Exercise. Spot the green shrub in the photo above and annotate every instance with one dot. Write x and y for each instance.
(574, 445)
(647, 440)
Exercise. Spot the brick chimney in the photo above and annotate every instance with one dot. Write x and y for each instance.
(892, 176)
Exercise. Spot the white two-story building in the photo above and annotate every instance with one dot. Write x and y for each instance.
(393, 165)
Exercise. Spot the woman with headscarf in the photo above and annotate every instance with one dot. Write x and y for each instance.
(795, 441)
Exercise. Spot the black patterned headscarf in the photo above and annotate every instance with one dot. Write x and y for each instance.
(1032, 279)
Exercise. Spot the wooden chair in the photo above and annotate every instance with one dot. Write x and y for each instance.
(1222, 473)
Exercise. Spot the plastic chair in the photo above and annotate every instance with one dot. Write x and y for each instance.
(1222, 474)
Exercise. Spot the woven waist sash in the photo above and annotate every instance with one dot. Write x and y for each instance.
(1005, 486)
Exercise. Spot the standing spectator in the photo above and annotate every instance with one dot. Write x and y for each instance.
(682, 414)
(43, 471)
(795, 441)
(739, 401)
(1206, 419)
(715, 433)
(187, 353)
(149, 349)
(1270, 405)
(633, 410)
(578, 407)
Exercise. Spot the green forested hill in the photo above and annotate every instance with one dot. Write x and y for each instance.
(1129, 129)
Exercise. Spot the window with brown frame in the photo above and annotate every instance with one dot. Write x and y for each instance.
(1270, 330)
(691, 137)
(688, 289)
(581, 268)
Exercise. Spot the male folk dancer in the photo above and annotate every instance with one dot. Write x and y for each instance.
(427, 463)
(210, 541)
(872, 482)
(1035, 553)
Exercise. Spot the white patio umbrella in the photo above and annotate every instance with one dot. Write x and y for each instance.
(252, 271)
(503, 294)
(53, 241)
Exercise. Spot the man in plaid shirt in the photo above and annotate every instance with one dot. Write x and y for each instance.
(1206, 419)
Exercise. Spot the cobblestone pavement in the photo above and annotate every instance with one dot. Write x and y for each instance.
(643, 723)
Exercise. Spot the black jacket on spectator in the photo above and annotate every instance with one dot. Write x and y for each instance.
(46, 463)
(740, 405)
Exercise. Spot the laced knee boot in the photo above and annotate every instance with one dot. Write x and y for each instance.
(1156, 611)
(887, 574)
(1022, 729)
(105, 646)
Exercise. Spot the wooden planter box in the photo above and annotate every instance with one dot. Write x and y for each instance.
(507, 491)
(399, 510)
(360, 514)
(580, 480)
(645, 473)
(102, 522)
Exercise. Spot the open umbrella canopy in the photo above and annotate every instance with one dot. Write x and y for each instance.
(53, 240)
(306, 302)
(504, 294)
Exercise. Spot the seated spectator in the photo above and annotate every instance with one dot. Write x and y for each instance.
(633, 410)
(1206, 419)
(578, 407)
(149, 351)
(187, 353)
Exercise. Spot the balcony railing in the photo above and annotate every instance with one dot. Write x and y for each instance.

○ ○ ○ ○

SET EXERCISE:
Please write out all the rows above again, word for word, without changing anything.

COMPLETED EXERCISE:
Exercise. Spot the green shrub in the photo above and annotate every instance with one dot. Write x and y for each instance.
(574, 445)
(647, 440)
Exercise. Spot the brick chimney in the photo above and annotate every instance with one dot. Write x and y for each instance.
(892, 176)
Exercise. Spot the white two-story building in the photo above and annotate every instance with one dot. Write x and y for each instance.
(393, 165)
Exercise. Spot the woman with headscarf in the photo above and annotate every instance with one dot. Write x and y for each instance.
(795, 441)
Exercise. Spot the black patterned headscarf in the photo above and annotate every instance with one dot. Write x and y for each instance.
(1032, 279)
Exercise. Spot the wooden chair in the photo above and annotate every instance with one dot. Write x and y for each instance.
(1222, 473)
Exercise. Spot the plastic chair in the photo above and annotate every instance with one dot. Write x and y for each instance.
(1222, 474)
Exercise. Spot the woven waist sash in the photo above and annotate every instance with one dot. Write x and y for each instance.
(1005, 486)
Exercise. Spot the standing spectator in the photo above and annotate every instance with one dot. Write x and y for each instance.
(682, 414)
(43, 471)
(795, 441)
(739, 401)
(1206, 419)
(715, 433)
(187, 353)
(149, 349)
(1270, 405)
(633, 410)
(578, 407)
Exercise. Spot the green forested hill in the photo above and annotate every instance with one dot. Write x and y for each instance.
(1129, 129)
Exercise. Spot the window with brown frame in the photo above and annotate every instance with one dot. Write x and y for each instance.
(1270, 330)
(691, 137)
(688, 289)
(581, 268)
Exercise. Spot the male folk dancer in the photo above and annotate every instance with one dot. Write x and y for each instance.
(427, 463)
(210, 541)
(872, 482)
(1035, 553)
Exercise. Spot the white patio umbrella in the photo above and annotate every instance with one dot. Write x and y for each instance.
(252, 271)
(503, 294)
(53, 241)
Exercise. Spot the man in plaid shirt in the photo above and annotate every instance with one dot. Write x and y for each instance.
(1206, 419)
Exercise. Spot the cobblestone pavement in the photo above and annotate every instance with one dot. Write x and y for each instance.
(643, 723)
Exercise. Spot the black jacket on spectator in the photo above and annotate every instance with one dot. Write x and y for each instance.
(46, 463)
(740, 405)
Exercise. Spot the laced knee boot in the photo above and annotate every instance with one dot. Write x and y for each instance.
(1156, 611)
(887, 574)
(1022, 729)
(105, 646)
Exercise. Spot the wooden planter box in the photo above and annotate every instance with one dot. Write x and y for each instance.
(507, 491)
(399, 510)
(360, 514)
(580, 480)
(645, 473)
(102, 522)
Exercise. Spot the open umbrella canopy in the photo above and annotate every instance with one dot. Write x and y for each instance.
(53, 240)
(306, 302)
(504, 294)
Exercise. Spot the seated spectator in the photo above and annotate every instance with one dot. Write x and y for each instance.
(633, 410)
(1206, 419)
(578, 407)
(149, 351)
(187, 353)
Exercise. Spot the balcony railing in the photo above and annotate every instance with one dot. Write x and y for each instance.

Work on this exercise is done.